* _Document excerpt_:

·····

Samuel Lewis Francis (1923–1994), one of the most innovative Abstract Expressionists of the post-World War II era, was born in San Mateo, California, to Samuel Augustus Francis Sr. and Katherine Lewis Francis, who died when he was twelve; he formed a close bond with his stepmother, Virginia Peterson Francis. A promising student at San Mateo High School, Francis initially pursued botany, medicine, and psychology at the University of California, Berkeley. His path shifted dramatically during World War II service in the U.S. Air Force, where a 1944 spinal tuberculosis diagnosis from a test flight injury confined him to hospitals for years. There, a visit from artist David Park in 1945 sparked his passion for painting; he later studied under Park in 1947 and earned BA (1949) and MA (1950) degrees in art from Berkeley.

·····

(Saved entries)
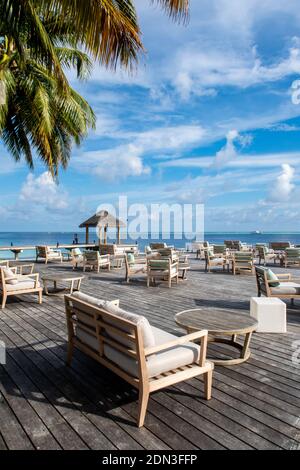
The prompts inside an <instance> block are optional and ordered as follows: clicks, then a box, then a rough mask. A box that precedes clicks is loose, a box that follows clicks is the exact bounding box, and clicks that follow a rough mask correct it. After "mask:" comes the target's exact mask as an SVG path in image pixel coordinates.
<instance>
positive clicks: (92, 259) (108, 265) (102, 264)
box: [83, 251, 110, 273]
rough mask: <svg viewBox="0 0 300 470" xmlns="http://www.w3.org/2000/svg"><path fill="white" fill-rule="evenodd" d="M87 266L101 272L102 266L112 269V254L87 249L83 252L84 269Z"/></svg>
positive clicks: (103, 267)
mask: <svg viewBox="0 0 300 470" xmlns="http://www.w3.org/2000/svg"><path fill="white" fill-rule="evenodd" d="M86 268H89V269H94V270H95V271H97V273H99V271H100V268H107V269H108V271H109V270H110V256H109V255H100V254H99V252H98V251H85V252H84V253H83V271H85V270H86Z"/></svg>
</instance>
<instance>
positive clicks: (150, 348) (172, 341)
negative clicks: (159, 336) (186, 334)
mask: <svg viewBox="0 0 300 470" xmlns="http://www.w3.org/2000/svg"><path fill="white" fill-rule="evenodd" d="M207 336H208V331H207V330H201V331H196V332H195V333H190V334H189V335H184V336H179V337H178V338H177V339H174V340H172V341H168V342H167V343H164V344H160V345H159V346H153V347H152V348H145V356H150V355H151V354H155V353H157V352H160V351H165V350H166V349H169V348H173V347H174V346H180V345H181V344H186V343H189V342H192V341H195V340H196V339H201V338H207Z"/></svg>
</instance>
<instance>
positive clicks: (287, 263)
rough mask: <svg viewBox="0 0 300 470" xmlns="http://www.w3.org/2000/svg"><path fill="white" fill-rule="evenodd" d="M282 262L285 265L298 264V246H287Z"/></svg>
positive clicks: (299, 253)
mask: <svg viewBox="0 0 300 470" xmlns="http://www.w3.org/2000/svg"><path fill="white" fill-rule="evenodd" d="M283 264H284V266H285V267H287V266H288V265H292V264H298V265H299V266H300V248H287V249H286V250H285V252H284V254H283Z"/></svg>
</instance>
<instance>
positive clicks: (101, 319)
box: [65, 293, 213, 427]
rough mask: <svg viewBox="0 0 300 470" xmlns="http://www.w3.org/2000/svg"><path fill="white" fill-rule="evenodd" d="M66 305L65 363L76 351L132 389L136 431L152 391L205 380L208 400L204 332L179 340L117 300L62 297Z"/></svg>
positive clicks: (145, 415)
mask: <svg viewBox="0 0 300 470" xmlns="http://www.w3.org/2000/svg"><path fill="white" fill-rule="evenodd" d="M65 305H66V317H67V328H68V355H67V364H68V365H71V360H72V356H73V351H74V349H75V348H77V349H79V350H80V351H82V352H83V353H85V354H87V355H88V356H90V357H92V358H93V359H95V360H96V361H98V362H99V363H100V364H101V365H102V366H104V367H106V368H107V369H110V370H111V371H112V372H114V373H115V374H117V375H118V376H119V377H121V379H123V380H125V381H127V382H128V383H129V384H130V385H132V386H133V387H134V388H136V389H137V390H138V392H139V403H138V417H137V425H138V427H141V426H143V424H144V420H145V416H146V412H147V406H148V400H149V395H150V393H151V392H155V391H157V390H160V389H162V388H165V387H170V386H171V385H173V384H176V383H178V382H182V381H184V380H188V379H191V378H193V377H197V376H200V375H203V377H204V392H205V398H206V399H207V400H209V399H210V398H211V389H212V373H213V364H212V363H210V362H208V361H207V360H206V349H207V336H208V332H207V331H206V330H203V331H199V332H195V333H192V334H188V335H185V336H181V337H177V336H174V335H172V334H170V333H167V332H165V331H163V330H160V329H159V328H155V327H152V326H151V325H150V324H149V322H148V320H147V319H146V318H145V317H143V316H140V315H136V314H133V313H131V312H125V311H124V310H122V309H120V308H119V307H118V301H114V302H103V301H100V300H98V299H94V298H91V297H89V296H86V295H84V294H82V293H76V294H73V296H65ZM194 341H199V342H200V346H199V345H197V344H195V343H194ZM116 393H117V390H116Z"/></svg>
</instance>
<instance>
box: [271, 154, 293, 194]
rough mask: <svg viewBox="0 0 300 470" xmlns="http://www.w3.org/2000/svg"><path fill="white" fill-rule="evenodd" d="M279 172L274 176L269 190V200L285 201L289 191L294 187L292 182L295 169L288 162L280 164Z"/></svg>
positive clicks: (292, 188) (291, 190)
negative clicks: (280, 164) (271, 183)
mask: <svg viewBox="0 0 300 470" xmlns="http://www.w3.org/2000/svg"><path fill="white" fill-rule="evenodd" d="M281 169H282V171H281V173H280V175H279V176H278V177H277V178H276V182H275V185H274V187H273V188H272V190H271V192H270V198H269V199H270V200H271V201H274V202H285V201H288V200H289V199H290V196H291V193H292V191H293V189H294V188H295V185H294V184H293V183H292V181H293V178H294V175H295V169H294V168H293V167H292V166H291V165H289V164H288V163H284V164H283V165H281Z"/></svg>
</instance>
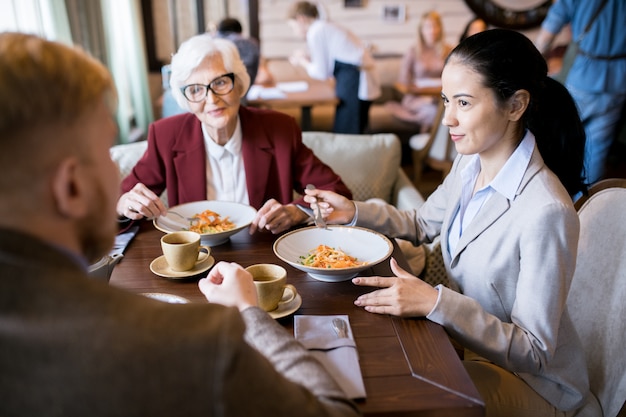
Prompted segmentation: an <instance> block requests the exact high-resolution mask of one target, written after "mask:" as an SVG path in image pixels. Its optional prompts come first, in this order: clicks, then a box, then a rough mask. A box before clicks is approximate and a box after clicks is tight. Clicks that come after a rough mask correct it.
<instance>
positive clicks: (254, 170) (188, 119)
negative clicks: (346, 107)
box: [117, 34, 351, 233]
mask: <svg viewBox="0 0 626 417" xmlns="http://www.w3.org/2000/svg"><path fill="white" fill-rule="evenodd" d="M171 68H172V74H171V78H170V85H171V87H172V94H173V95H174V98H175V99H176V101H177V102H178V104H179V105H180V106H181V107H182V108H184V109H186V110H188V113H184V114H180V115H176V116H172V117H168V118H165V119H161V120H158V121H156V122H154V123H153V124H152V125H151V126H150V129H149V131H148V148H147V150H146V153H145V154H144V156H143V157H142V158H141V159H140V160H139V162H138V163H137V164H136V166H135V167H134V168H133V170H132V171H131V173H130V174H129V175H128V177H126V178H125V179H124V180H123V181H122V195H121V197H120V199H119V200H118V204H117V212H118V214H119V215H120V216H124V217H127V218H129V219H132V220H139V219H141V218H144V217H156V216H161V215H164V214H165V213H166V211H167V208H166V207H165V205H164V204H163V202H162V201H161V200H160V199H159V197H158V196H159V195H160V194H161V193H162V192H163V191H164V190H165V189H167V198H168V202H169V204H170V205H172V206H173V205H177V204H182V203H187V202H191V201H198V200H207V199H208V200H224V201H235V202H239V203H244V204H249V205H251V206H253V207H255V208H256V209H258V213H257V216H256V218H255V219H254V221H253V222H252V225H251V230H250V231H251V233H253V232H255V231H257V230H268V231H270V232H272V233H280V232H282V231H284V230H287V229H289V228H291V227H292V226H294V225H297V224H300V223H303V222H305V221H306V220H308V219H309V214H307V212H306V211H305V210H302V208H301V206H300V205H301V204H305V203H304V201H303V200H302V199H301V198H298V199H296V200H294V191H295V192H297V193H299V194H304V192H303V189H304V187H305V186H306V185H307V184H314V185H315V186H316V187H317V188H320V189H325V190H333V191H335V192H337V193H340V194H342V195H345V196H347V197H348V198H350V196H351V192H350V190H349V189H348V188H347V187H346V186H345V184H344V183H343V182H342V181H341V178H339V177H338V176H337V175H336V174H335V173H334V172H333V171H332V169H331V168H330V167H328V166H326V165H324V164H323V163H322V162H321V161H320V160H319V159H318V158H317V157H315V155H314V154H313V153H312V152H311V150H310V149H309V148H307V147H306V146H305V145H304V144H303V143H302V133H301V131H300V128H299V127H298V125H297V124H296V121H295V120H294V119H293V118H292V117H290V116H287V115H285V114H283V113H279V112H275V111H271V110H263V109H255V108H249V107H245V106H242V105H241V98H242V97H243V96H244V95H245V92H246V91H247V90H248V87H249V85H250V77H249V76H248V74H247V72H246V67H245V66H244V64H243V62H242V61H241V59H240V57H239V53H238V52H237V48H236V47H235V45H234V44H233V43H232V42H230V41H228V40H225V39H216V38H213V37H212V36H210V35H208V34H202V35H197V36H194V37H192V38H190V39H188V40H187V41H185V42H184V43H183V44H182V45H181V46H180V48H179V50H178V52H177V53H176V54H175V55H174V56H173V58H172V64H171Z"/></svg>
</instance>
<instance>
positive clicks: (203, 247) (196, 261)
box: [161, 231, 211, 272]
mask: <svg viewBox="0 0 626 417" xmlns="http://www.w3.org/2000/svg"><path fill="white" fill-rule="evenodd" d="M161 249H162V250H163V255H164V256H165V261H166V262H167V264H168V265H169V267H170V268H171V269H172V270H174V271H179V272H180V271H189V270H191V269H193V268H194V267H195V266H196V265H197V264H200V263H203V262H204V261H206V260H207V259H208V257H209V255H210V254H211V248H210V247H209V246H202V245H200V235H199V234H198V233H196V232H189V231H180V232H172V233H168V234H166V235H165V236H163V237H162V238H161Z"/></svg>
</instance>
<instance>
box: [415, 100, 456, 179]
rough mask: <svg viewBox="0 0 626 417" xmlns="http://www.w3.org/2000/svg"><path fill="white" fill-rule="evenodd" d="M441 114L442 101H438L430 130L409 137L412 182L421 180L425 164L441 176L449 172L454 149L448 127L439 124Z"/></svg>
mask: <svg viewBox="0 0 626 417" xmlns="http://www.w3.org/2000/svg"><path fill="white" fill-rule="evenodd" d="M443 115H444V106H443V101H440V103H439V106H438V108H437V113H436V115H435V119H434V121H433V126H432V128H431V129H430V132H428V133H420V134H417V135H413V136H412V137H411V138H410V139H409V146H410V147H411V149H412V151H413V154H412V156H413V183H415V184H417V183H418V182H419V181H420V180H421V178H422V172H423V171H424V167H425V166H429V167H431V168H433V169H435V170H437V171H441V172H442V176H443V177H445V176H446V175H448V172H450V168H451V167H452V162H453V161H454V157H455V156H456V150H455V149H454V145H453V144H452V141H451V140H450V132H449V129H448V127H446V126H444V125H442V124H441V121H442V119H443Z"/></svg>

·····

* _Instructions for the task_: Pick up the biographical passage on Samuel Lewis Francis after its last sentence and carry it forward.

* _Solved exercise_:
Francis's style evolved from the Bay Area Figurative tradition into a luminous Abstract Expressionism, influenced by Jackson Pollock's drips, Clyfford Still's fields, and Mark Rothko's veils, while embracing Tachisme during his 1950s Paris sojourn. Champion by critics like Michel Tapié, he pioneered "open" paintings with vast white expanses allowing color to breathe, drawing from Zen Buddhism, Asian art, and Monet's waterlilies. Landmark works include Big Red (1953), featured in MoMA's Twelve Artists show; Basel Murals (1956–1958) for Kunsthalle Basel; Middle Blue and Summer #1 (both 1957); Composition in Black and Blue (1955); and Symphony in Blue (1958). The 1960s Blue Balls series (1960–1963) evoked his renal pain with biomorphic blue forms, followed by Edge paintings confining color to margins.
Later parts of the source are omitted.